### INSTRUÇÕES
**1.** De acordo com o trecho sobre ética e economia, a quem foi dirigida a carta do Papa Emérito Bento XVI?
**2.** Transcreva literalmente o trecho sobre ética e economia entre "O Papa João" e "bens e serviços.", inclusive.

### TEXTO DE ORIGEM
==================================================

Na tentativa de buscar as razões confluentes dos referidos desequilíbrios, o economista Amartya Sen (2006, p. 14), no seu tratado sobre Etica ed Economia, apontou o distanciamento entre a ética e a economia como a causa que determinou o empobrecimento da economia moderna, embora tenha reconhecido a existência de outros fatores que concorrem para o referido enfraquecimento. Amartya Sen fez esta constatação por reconhecer que, embora a produção da riqueza seja o objetivo imediato do estudo da economia, ela está ligada a objetivos mais profundos, sendo a produção da riqueza um meio para o alcance do bem desejado, isto é, o bem comum.

O Papa João Paulo II, ao referir-se sobre a relação ética e economia, afirmou que quando a economia observa os princípios morais, torna-se uma forma de prestação de serviço que visa a produção de bens e serviços destinados ao crescimento de cada um, tornando-se assim numa oportunidade para que cada homem viva a solidariedade e a vocação à comunhão com os outros (COMPÊNDIO DA DSI, n.˚ 333). Esta visão converge com a perspectiva defendida por Amartya Sen, pois quer numa, quer noutra se atesta que quando a economia observa os princípios éticos torna-se um meio que visa um fim que transcende a produção de bens e serviços.

Seguindo a mesma linha de pensamento, o Papa Emérito Bento XVI, numa carta dirigida ao primeiro-ministro Britânico Gordon Brown na véspera do G20 em Londres, escreveu: “Esta crise nos ensina que a ética não está fora da economia e a economia não funciona se não agregar o elemento ético” (VEDOVATO, 2009, p. 41), demostrando, deste modo, a existência de uma compenetração entre os dois âmbitos. Por isso, no Compêndio da Doutrina Social da Igreja (n.˚ 331), defende-se que “a relação entre moral e economia é necessária e intrínseca: atividade económica e comportamento moral se compenetram intimamente. A distinção entre moral e economia não implica uma separação entre os dois âmbitos, mas, ao contrário, uma importante reciprocidade”.

Por outro lado, Hans Küng (2002, p. 405-407) defendeu que sustentar dogmaticamente concepções económicas isentas de quaisquer normas éticas não é economia, mas sim reducionismo económico, economicismo, visto que, no período pós-moderno, uma atividade económica responsável consiste em conjugar de forma consciente as estratégias económicas com comportamento ético.

==================================================

### REGISTROS FORNECIDOS

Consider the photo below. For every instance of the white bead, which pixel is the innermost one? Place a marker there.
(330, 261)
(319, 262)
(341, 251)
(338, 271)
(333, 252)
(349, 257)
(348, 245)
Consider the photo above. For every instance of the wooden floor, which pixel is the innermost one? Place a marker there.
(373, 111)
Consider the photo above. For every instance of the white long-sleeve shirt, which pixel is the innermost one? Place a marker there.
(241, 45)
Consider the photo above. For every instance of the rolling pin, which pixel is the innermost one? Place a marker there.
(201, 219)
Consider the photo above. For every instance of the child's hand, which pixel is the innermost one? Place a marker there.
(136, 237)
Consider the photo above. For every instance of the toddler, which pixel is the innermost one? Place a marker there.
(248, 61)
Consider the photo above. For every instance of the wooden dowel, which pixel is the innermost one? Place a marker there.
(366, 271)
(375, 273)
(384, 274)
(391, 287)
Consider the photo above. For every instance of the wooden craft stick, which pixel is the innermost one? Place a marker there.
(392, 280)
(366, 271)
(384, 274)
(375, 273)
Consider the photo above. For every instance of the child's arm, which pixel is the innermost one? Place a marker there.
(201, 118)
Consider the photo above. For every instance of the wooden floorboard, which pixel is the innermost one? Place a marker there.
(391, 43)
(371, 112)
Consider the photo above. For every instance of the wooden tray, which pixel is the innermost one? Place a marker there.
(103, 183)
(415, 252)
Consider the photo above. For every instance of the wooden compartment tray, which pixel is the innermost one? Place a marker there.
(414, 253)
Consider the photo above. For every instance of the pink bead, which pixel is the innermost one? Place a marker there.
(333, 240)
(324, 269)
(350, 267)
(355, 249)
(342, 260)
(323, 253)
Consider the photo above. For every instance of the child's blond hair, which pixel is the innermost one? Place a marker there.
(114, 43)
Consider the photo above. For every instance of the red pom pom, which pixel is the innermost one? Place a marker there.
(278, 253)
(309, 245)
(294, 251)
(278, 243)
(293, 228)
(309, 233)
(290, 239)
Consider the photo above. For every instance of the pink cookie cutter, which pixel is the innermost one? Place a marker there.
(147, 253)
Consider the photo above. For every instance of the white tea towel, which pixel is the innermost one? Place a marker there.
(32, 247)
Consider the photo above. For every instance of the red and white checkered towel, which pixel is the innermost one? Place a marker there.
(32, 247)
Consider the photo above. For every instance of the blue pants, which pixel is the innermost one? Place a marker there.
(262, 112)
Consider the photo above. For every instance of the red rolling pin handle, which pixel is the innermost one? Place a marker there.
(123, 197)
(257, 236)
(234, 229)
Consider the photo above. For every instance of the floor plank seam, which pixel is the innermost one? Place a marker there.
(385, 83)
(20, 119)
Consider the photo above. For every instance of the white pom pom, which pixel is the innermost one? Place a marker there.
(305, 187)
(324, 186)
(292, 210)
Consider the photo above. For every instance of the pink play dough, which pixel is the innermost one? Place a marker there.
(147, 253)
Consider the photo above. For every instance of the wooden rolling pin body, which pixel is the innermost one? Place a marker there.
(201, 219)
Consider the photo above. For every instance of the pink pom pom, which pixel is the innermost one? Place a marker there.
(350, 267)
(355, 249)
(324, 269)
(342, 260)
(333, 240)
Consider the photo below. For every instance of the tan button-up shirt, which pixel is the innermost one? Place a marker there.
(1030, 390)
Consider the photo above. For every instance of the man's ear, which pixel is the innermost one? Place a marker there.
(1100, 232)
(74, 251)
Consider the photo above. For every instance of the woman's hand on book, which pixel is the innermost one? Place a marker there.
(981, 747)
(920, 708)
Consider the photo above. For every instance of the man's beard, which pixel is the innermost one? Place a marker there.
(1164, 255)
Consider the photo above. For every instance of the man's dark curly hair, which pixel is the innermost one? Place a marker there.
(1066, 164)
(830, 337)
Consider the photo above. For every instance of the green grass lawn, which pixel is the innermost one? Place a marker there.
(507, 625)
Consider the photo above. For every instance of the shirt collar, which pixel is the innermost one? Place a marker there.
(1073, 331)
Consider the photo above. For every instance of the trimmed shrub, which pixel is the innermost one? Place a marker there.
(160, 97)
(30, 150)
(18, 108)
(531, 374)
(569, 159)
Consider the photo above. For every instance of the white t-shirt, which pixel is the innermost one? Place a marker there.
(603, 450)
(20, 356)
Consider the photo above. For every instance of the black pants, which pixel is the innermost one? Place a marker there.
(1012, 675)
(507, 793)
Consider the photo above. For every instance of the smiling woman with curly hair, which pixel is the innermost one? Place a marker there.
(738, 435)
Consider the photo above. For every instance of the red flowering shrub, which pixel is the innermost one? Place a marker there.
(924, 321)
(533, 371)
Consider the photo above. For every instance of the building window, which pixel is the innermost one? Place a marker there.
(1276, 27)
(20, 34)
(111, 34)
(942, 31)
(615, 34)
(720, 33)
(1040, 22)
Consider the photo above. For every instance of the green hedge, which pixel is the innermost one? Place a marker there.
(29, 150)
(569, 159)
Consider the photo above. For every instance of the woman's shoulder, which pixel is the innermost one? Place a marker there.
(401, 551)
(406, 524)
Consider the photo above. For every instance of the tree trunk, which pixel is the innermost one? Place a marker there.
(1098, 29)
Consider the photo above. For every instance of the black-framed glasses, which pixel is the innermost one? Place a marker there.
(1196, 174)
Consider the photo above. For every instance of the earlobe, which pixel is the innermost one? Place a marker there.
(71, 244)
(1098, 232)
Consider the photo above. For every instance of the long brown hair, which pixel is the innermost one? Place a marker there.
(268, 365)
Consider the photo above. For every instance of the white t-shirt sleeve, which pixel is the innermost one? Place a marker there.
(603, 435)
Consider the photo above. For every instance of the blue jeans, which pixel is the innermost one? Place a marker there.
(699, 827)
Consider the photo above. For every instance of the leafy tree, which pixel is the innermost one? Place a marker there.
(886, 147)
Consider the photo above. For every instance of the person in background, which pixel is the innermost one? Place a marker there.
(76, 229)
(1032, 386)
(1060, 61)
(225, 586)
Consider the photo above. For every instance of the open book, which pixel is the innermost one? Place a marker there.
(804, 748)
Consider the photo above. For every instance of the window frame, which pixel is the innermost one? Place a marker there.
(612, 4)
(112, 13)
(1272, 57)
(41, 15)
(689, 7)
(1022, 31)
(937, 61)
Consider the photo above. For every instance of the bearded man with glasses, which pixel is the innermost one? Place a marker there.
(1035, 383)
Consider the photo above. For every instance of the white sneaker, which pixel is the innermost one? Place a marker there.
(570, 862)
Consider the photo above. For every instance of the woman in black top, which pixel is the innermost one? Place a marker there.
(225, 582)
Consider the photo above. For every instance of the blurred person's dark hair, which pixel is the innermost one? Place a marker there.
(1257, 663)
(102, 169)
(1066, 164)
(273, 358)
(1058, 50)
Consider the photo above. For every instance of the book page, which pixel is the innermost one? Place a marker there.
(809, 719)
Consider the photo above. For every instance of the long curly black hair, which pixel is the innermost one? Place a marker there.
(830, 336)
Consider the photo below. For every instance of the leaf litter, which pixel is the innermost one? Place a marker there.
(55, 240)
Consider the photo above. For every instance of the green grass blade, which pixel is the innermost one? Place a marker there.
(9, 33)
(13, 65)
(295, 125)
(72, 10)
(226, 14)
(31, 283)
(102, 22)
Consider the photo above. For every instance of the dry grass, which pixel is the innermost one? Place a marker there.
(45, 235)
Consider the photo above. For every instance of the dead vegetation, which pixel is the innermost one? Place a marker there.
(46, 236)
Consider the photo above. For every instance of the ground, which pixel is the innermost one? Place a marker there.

==================================================

### RESPOSTAS
**1.** Ao primeiro-ministro britânico Gordon Brown, na véspera do G20 em Londres.

**2.**
O Papa João Paulo II, ao referir-se sobre a relação ética e economia, afirmou que quando a economia observa os princípios morais, torna-se uma forma de prestação de serviço que visa a produção de bens e serviços destinados ao crescimento de cada um, tornando-se assim numa oportunidade para que cada homem viva a solidariedade e a vocação à comunhão com os outros (COMPÊNDIO DA DSI, n.˚ 333). Esta visão converge com a perspectiva defendida por Amartya Sen, pois quer numa, quer noutra se atesta que quando a economia observa os princípios éticos torna-se um meio que visa um fim que transcende a produção de bens e serviços.